Extracted data entries:
================================
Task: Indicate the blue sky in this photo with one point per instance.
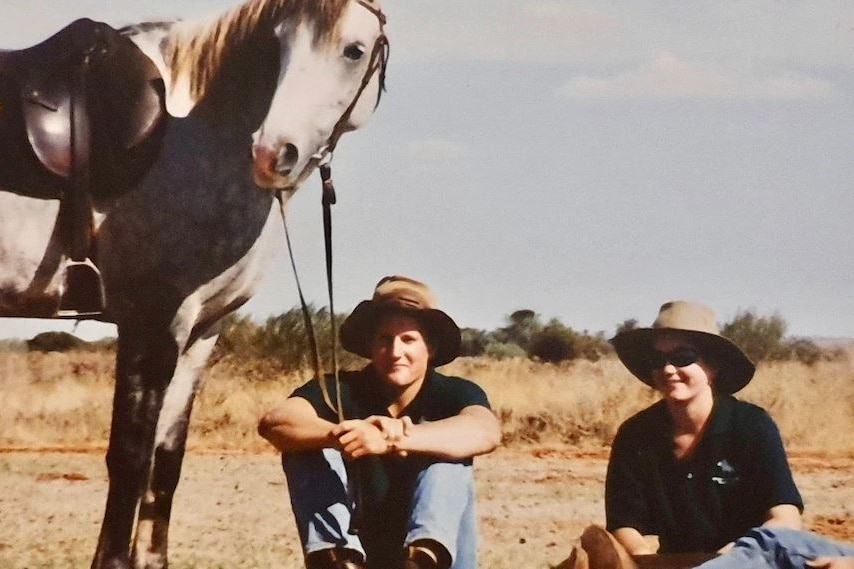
(586, 160)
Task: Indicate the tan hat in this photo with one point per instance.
(695, 322)
(396, 294)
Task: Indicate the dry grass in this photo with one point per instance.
(64, 400)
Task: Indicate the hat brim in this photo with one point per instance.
(734, 368)
(443, 334)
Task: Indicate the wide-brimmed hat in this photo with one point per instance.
(396, 294)
(697, 324)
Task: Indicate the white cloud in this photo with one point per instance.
(589, 33)
(435, 150)
(669, 77)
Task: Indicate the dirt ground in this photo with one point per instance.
(231, 510)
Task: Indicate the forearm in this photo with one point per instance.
(474, 431)
(293, 428)
(632, 540)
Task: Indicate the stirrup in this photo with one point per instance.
(82, 291)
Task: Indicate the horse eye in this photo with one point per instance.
(354, 51)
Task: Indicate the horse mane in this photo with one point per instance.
(197, 50)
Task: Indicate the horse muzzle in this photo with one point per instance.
(277, 169)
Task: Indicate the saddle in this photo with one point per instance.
(81, 118)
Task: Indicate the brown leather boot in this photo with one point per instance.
(335, 558)
(427, 554)
(604, 551)
(577, 560)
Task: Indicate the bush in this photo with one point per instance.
(504, 351)
(474, 342)
(760, 337)
(554, 343)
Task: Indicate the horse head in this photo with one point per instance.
(332, 70)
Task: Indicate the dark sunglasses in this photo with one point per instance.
(680, 358)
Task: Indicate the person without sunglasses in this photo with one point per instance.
(406, 445)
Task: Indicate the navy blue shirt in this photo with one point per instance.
(737, 472)
(386, 482)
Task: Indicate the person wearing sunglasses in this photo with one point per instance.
(703, 471)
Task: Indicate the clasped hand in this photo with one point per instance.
(375, 435)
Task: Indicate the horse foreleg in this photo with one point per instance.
(152, 533)
(145, 363)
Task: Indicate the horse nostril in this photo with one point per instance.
(287, 158)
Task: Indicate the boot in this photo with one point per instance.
(604, 551)
(577, 560)
(426, 554)
(335, 558)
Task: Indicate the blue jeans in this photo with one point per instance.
(777, 548)
(443, 506)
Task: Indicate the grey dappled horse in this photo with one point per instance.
(257, 97)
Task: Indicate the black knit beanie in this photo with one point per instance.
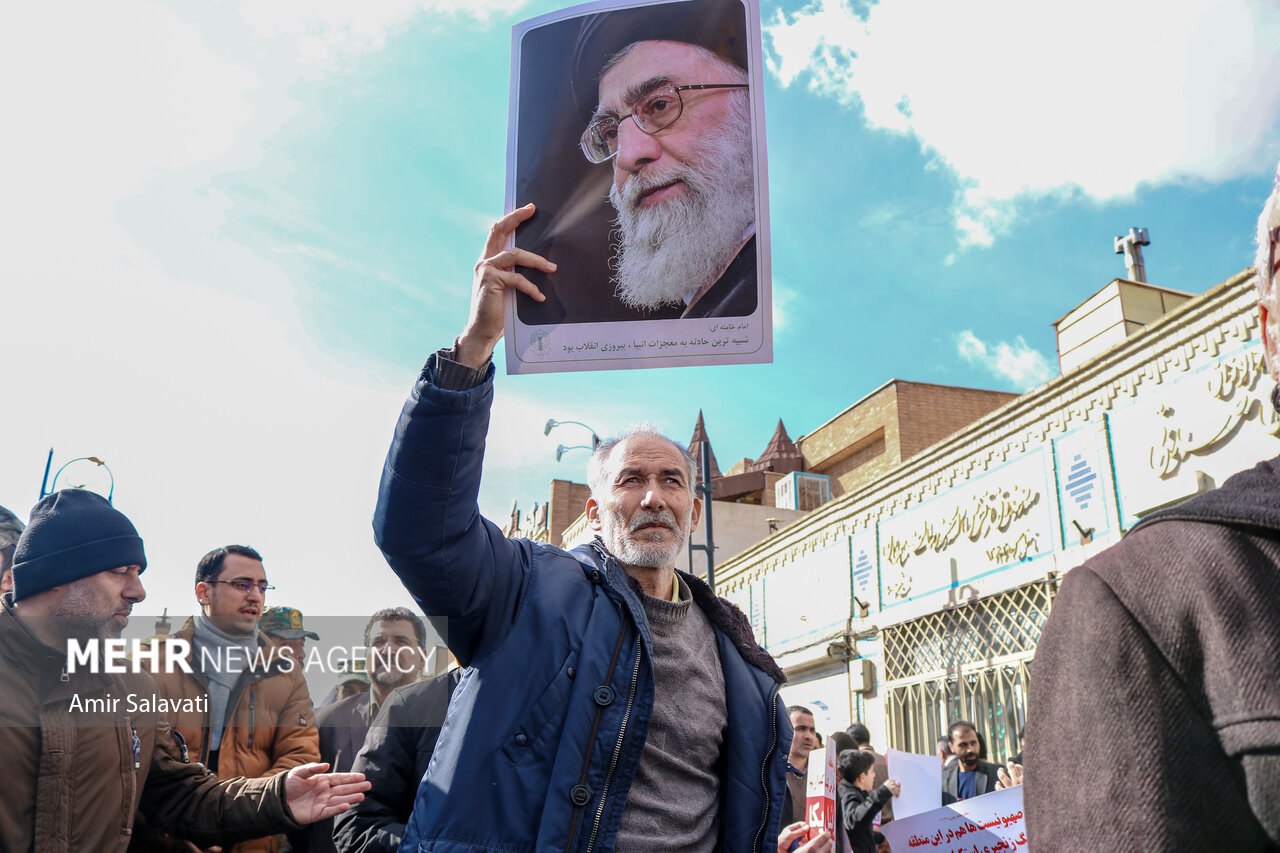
================================
WHAT THE TASK ASKS — Rewrite everything from the line containing "Task: Indicate the horse mane" down through the end of the records, with each request kept and every coordinate in the answers raised by 28. Leave the pictures out.

WRITTEN ANSWER —
Task: Indicate the horse mane in this photo with one point per instance.
(225, 78)
Task: Indicate the horse muzzle in this photo with one point per instance.
(305, 197)
Task: Indicate the saddle in this photo with one point per instance.
(109, 146)
Task: Indicate the brown leather boot in this photo with one point per instance.
(363, 586)
(455, 582)
(632, 579)
(605, 588)
Task: Indicate the bush in this photo with one point per instance.
(532, 379)
(502, 370)
(788, 365)
(582, 371)
Task: Indicate the horse head in this photo with one point per instance.
(360, 98)
Task: Indicate the dark sunglasses in this photo with one point per instance.
(708, 386)
Task: Indicate the person without sunglasses in this photo with one point per instance.
(434, 473)
Task: Indicate the navy blue shirt in this photo with one point per instance.
(765, 500)
(414, 510)
Task: Indicate the person wearing sunglasses in this photo with one point per instance.
(731, 499)
Task: Indicate the clasped hand in this photo with one point per instance.
(403, 463)
Task: Indicate the horse foreleg in this photo with one point per instance.
(180, 561)
(173, 391)
Task: Indicate the horse nostril in this photo with one point per instance.
(315, 186)
Task: Indicate the boot in this photo with one point per instance.
(632, 579)
(605, 588)
(454, 582)
(363, 586)
Task: Indicate the blue jeans in this photo with one point per instance.
(805, 576)
(471, 534)
Task: Indicate the grey dappled horse in this photo with one point per instance.
(285, 125)
Task: Indicate the black knit beanie in this photo with one point per instance.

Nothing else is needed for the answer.